━━ Data for processing ━━

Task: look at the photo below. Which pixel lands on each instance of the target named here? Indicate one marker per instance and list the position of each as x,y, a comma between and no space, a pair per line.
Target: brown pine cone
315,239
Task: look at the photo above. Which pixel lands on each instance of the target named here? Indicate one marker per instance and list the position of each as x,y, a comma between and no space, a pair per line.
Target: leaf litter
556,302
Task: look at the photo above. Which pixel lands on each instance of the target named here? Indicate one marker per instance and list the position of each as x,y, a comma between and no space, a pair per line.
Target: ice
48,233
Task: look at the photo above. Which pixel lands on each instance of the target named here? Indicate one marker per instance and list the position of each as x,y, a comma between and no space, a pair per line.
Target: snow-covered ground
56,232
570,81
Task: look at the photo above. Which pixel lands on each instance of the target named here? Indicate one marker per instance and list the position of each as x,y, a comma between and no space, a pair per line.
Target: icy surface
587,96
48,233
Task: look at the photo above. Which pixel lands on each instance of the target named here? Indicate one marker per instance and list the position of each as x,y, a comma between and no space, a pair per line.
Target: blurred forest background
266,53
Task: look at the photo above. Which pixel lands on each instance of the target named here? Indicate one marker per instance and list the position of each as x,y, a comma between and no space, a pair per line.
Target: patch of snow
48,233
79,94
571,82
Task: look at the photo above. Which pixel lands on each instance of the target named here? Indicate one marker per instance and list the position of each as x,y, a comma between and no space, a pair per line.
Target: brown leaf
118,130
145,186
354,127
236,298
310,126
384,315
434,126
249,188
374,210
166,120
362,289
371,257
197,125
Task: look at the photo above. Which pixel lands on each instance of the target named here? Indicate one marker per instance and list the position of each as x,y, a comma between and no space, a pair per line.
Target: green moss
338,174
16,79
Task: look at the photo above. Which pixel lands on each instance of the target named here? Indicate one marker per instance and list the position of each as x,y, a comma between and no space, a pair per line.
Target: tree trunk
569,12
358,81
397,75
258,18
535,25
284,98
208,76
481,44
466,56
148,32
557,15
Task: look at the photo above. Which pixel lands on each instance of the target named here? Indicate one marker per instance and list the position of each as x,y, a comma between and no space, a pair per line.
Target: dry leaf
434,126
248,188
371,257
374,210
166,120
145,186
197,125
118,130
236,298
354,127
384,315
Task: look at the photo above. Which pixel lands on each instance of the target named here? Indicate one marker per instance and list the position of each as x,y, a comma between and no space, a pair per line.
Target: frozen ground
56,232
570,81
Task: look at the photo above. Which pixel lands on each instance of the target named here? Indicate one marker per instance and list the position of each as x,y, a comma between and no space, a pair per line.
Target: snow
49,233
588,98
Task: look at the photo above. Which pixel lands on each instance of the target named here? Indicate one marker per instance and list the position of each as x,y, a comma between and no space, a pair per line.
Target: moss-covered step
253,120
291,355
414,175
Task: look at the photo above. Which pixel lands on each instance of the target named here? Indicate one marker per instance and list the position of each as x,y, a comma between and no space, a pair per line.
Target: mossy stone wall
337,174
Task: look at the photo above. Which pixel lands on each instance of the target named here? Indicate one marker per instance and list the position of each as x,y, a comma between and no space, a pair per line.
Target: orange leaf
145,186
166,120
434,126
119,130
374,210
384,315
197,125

━━━

Directions
Write out all of the records exactly as they stand above.

Result of the task
Task: look at the photo below. Which pixel lands on each instance of the target named here? Indicate one marker per instance and list the position of each as x,y, a comma between and no space, a pair per line.
Target: brown pine cone
315,239
Task: look at the photo above. Which pixel lands on each instance of the target named here? Indicate one marker per instance and list the position of each as x,y, a comma between and no space, a pair per line.
Target: leaf litter
556,302
Task: look at the photo above. Which pixel lands on each instance of the target named here? Indicate one marker per instance and list the position of each as x,y, a comma between and no space, a pair per line.
Target: ice
48,233
Task: look at the photo above. Which pixel lands on each instance of the target named here? Indicate one marker per instance and list the position of each as x,y, a comma between and no space, a pair per line.
Target: snow-covered ground
56,232
570,81
Task: look at the photo above. Which pixel lands on each instance of the target named here? Indicate one marker per instance and list the position of each as x,y, a comma between and no space, a pair per line.
Target: icy surface
587,96
48,233
Task: look at the photo above. Which pixel lands on each instance of the target named here? Indicate one marker per instance and list the position of each as x,y, a comma between and no space, a pair per line.
Target: blurred forest background
266,53
Task: look at the photo above. Which pixel lands on each instance of the target named here? Indicate one marker per instance and list the position of each as x,y, a comma between and no space, a pair per line.
Target: patch of snow
48,233
79,94
571,82
Task: look at the photo above. Which pixel lands on each instance of the target named here? Indicate one marker per instance and list the position of each as x,y, a comma between and no space, a pair per line.
Target: brown leaf
118,130
145,186
354,127
236,298
310,126
384,315
434,126
249,188
374,210
166,120
362,289
371,257
197,125
Task: look at the photo above. Which pixel lands on each instance of the target named here? Indicate one marker per instance and list the position of each as x,y, a comma between and no space, a pair per line.
Target: green moss
338,174
16,79
Task: look at the photo above. Which pixel lands on each instance of the target named here? Indicate one marker per instance and list the position of each as x,y, a comma between and no space, a pair per line.
Target: tree trunk
569,12
358,81
397,75
258,18
535,25
284,98
208,76
481,44
466,56
148,32
557,15
Task: look at the photo above. Which pixel lands on each instance of the target named here? Indicate one marker per instance and list the position of each as x,y, a comma between and no space, a pair per line.
Target: dry leaf
434,126
248,188
371,257
374,210
166,120
145,186
197,125
118,130
236,298
354,127
384,315
Task: look at the photo above. Which pixel lands on each instance of the target named here? Indicate one marker per instance and list the position of each as x,y, a comma between and no space, a pair per line.
Target: frozen ground
56,232
570,81
Task: look at the photo above. Which pixel lands on each instance of the target named here? Indicate one marker per instance and list the position of each as x,y, a comma between and no space, a pair per line.
Target: snow
49,233
588,98
Task: look at the photo above. Which pixel lands on each instance of the target named here? Indicate one marker per instance and list the position of each as x,y, a comma between and no space, a pair per line.
Target: moss-covered step
253,120
291,355
414,175
Task: look at the photo above. Which pixel lands on each instance of the target named here? Indicate one marker per instance and list the position of each as x,y, a comma between and no space, a pair per line.
Target: mossy stone wall
337,174
Task: look at the photo above. Which pixel lands on each instance of the target named here? Indicate one marker per instance and list the position of each as x,y, a comma between and no space, a pair per line.
Target: orange leaf
145,186
166,120
434,126
119,130
374,210
384,315
197,125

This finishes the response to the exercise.